(Stored entries)
******************************

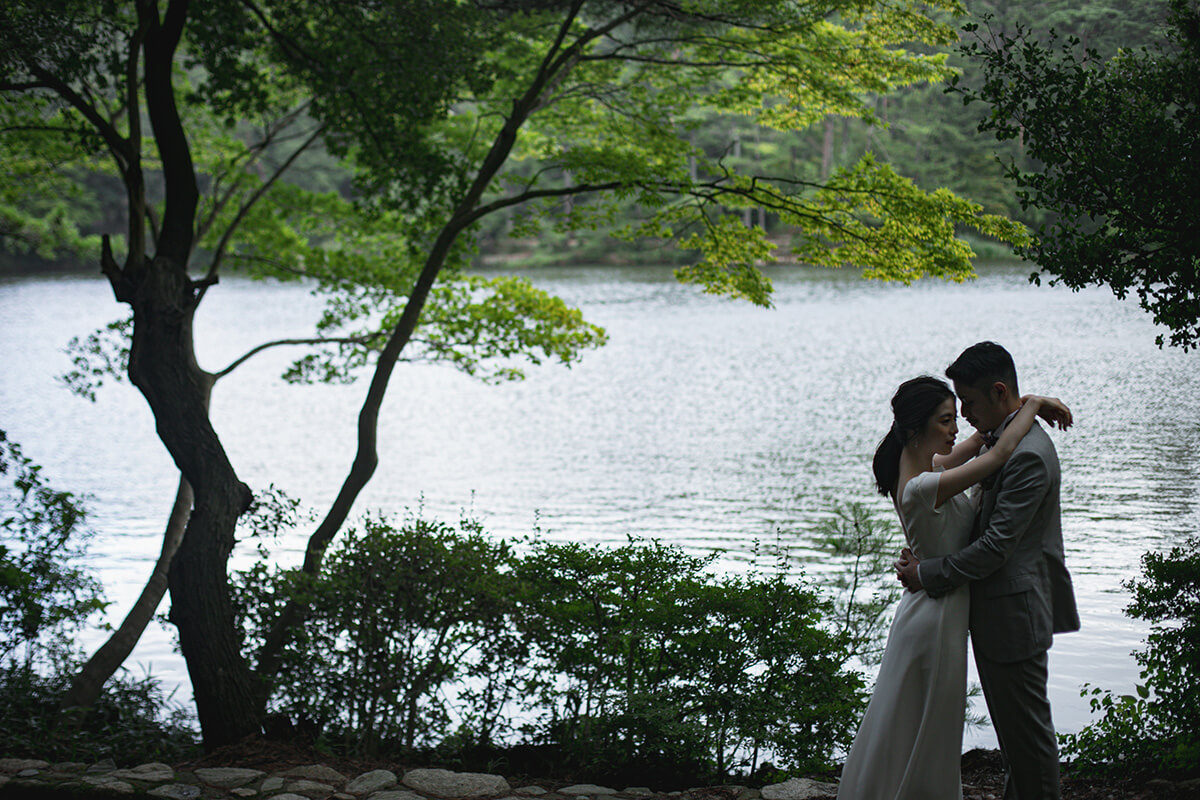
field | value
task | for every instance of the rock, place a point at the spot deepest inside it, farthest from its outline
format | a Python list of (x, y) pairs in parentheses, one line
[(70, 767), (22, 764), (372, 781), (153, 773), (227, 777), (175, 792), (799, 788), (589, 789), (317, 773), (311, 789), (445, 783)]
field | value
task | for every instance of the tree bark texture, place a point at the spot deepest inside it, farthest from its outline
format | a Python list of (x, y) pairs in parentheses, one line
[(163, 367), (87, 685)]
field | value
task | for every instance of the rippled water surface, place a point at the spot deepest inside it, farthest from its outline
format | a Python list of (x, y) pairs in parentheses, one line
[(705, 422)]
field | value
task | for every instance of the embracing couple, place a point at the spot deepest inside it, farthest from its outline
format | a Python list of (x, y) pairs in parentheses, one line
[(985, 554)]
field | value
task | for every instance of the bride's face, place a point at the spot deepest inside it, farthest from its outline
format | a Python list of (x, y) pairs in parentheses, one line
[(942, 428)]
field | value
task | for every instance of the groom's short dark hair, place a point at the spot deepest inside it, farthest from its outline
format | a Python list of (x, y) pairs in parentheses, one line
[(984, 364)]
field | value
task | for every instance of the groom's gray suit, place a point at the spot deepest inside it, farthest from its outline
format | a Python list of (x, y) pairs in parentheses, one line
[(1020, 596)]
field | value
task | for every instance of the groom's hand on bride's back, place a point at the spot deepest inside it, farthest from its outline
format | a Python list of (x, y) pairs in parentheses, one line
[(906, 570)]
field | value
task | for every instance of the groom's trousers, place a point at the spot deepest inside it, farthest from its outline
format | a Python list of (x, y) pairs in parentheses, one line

******************************

→ **TASK STATEMENT**: Put the records from the start through the line containing "[(163, 367), (87, 685)]" into a two-column CSV with the columns input and output, one row per record. Place each value in a single quoted field with its line breaks turned into spaces, and leave the pictures out.

→ **SOLUTION FOR THIS EXERCISE**:
input,output
"field | value task | for every instance of the rock, place a point at the spot deepest inside it, farthest from its outline format | a Python list of (x, y) pairs in parentheses, one line","[(70, 767), (22, 764), (372, 781), (153, 773), (227, 777), (175, 792), (799, 788), (589, 789), (317, 773), (311, 789), (445, 783)]"
"field | value task | for every instance of the tree bark texture, place a point at the spot deepest inside it, farthest from its outline format | a Python list of (x, y) pairs in parentheses, one line","[(163, 367), (87, 685)]"